## SELECTED PASSAGE
☆ ☆ ☆ ☆ ☆
I have just recently begun a conversation with ARRL Educational Services Mgr., Debra Johnson, K1DMJ, about tapping into ARRL’s recently ‘reinvented’ education newsletter, “Radio Waves” as an avenue to publicizing our Educational initiatives. We have also talked about a joint venture to form some kind of repository for lesson plans and activities.

We have an opportunity to learn from FUNcube and the UK educational initiative when it launches (hopefuly) later this month.

We have an opportunity with the ARRL Centennial Celebration in Hartford Connecticut next July. We have already begun planning to participate in ARRL sponsored learning sessions to be held on Thursday. AMSAT® will hold a forum on during the celebration and we are working toward establishing an ARISS contact during the convention.

Communicating Our Successes

We need to better communicate our activities. Many individuals and clubs conduct demos at hamfests and club meetings and schools that go entirely unreported or documented. We need to be better self-promoters. Let us know, in advance if possible, what activities you plan to support. We’ll help promote them. And please report your efforts. ANS is our weekly news publication. The editors are always looking for submissions. Send submissions and queries to ANS-Editor@AMSAT®.org. Write an article for the Journal about your experiences. See JoAnne’s call for articles and guidelines published in ANS 279 and on the AMSAT-BB. Send Pictures and charts. We can use this information in the Journal and on our website as well. We will all benefit from your effort.
☆ ☆ ☆ ☆ ☆
## LISTING
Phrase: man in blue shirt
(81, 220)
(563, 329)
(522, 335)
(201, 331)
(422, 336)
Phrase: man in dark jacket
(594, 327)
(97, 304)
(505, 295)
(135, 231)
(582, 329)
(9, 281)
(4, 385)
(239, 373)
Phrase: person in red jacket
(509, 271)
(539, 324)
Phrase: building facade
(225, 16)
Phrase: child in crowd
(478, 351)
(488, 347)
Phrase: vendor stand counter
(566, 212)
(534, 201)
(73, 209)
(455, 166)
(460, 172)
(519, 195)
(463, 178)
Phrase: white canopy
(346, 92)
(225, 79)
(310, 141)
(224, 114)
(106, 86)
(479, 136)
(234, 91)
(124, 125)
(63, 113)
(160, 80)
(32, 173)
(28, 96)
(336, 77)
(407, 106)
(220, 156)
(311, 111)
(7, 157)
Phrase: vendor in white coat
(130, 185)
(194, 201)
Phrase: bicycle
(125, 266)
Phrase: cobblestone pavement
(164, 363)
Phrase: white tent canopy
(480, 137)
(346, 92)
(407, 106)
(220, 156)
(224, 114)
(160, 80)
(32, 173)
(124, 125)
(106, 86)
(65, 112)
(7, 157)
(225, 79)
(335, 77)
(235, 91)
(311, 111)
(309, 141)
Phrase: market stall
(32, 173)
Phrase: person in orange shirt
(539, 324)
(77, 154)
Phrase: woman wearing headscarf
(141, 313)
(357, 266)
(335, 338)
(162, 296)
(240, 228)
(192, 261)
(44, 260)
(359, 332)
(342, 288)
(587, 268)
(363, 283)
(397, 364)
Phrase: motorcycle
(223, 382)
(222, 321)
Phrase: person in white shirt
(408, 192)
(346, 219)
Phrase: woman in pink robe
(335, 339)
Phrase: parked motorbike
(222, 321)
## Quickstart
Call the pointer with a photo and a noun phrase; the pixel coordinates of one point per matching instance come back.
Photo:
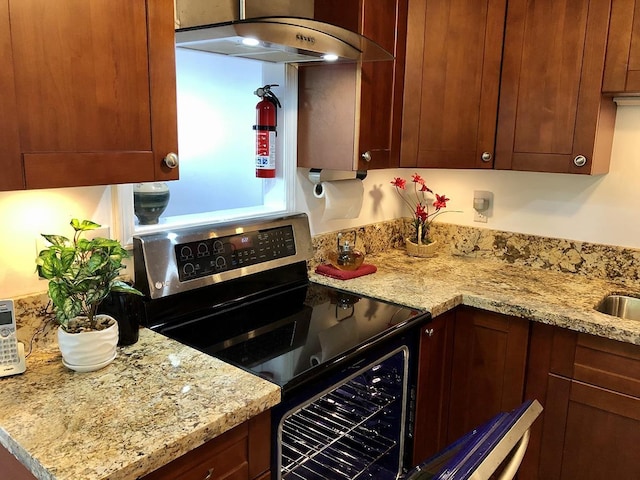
☆ ☆ ☆ ☆ ☆
## THE REQUEST
Reproduce word for word the part of the AMSAT education update that runs from "Communicating Our Successes" to "from your effort.".

## TASK SOLUTION
Communicating Our Successes

We need to better communicate our activities. Many individuals and clubs conduct demos at hamfests and club meetings and schools that go entirely unreported or documented. We need to be better self-promoters. Let us know, in advance if possible, what activities you plan to support. We’ll help promote them. And please report your efforts. ANS is our weekly news publication. The editors are always looking for submissions. Send submissions and queries to ANS-Editor@AMSAT®.org. Write an article for the Journal about your experiences. See JoAnne’s call for articles and guidelines published in ANS 279 and on the AMSAT-BB. Send Pictures and charts. We can use this information in the Journal and on our website as well. We will all benefit from your effort.